*Enunciado:* Reproduce íntegro el texto sobre el refrán «Tener los pies en el suelo», sin alterar una sola palabra.

Fijando los Pies en el Suelo

Por Av3ntura

En una época en la que todo parece sostenerse sobre teorías científicas cuya validez aún no ha sido refutada, podríamos pensar que la sabiduría popular no tendría mucha cabida. Alejadas de los ambientes académicos, muchas de las personas que nos han precedido echaban mano del refranero para explicarse muchas de las cosas que les sucedían a ellas mismas o a otras personas de su entorno. Y lo sorprendente es que aquella singular brújula les funcionaba, permitiéndoles aprender de sus errores y seguir siempre hacia adelante.

Uno de esos refranes nos recuerda la importancia de "Tener los pies en el suelo". Con él nuestros mayores intentaron enseñarnos a no construir castillos en el aire, ni a creer en el cuento de la lechera. Teníamos que ser sensatos y coherentes, enfocando nuestro futuro hacia metas alcanzables.

Sin darle la espalda a nuestra raíz.

Nuestras raíces figuradas son los cimientos que nos sostienen, igual que el suelo es el que sostiene al mundo del que formamos parte. Aunque el suelo no es una simple superficie sobre la que existimos. Esa superficie es como la punta de un enorme iceberg que alberga un universo muy poco explorado por la ciencia y en el que la ecología puede encontrar respuestas a infinidad de preguntas enfocadas a intentar paliar los efectos del cambio climático.

Tendemos a creer que sólo existe aquello que podemos captar a simple vista, sin necesidad de usar microscopios o telescopios. De ahí que tanta vida nos pase desapercibida y no seamos conscientes de lo que se cuece bajo nuestros pies.

*Datos de origen:*
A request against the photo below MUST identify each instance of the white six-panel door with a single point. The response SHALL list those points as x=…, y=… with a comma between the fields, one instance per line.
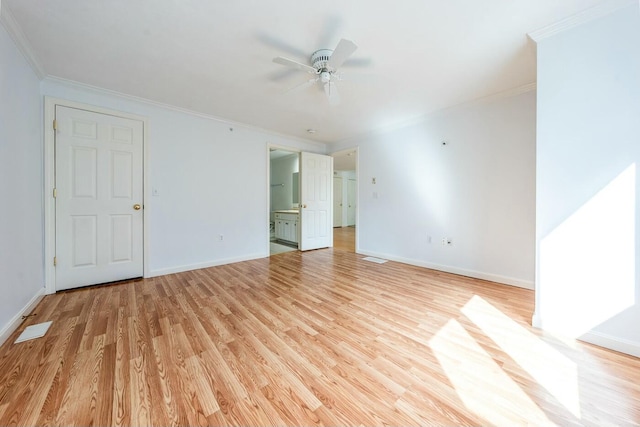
x=316, y=201
x=99, y=186
x=337, y=201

*Respuesta completa:*
Fijando los Pies en el Suelo

Por Av3ntura

En una época en la que todo parece sostenerse sobre teorías científicas cuya validez aún no ha sido refutada, podríamos pensar que la sabiduría popular no tendría mucha cabida. Alejadas de los ambientes académicos, muchas de las personas que nos han precedido echaban mano del refranero para explicarse muchas de las cosas que les sucedían a ellas mismas o a otras personas de su entorno. Y lo sorprendente es que aquella singular brújula les funcionaba, permitiéndoles aprender de sus errores y seguir siempre hacia adelante.

Uno de esos refranes nos recuerda la importancia de "Tener los pies en el suelo". Con él nuestros mayores intentaron enseñarnos a no construir castillos en el aire, ni a creer en el cuento de la lechera. Teníamos que ser sensatos y coherentes, enfocando nuestro futuro hacia metas alcanzables.

Sin darle la espalda a nuestra raíz.

Nuestras raíces figuradas son los cimientos que nos sostienen, igual que el suelo es el que sostiene al mundo del que formamos parte. Aunque el suelo no es una simple superficie sobre la que existimos. Esa superficie es como la punta de un enorme iceberg que alberga un universo muy poco explorado por la ciencia y en el que la ecología puede encontrar respuestas a infinidad de preguntas enfocadas a intentar paliar los efectos del cambio climático.

Tendemos a creer que sólo existe aquello que podemos captar a simple vista, sin necesidad de usar microscopios o telescopios. De ahí que tanta vida nos pase desapercibida y no seamos conscientes de lo que se cuece bajo nuestros pies.